## Do this:
Rewrite every line of the records below, requests included. Scale each coordinate in the answers by 2.45 and round it to a whole number, rounding halves up.

Data entries:
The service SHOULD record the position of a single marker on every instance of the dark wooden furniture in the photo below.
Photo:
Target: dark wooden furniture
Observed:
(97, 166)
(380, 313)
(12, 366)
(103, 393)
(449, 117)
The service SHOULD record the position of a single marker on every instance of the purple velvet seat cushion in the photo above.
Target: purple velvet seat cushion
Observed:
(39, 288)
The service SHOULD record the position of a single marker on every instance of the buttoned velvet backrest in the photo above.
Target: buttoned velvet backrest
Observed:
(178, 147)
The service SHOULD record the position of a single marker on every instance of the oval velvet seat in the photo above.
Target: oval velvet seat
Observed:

## Answer for this exercise:
The service SHOULD record the position of a single marker on every instance of the dark wooden furniture in the photo below.
Photo:
Target: dark wooden furniture
Observed:
(238, 407)
(931, 767)
(29, 897)
(252, 963)
(1100, 287)
The service SHOULD record the position of a single marker on every instance of the purple velvet seat cushion in the photo above.
Target: purple velvet seat cushion
Observed:
(96, 706)
The service SHOULD record the position of a single marker on every instance of the buttoned velvet backrest in the photo above.
Target: buttoned velvet backrest
Observed:
(436, 360)
The service SHOULD record the position of a single marker on every instance of the oval velvet seat in the photo above.
Target: oval velvet seat
Observed:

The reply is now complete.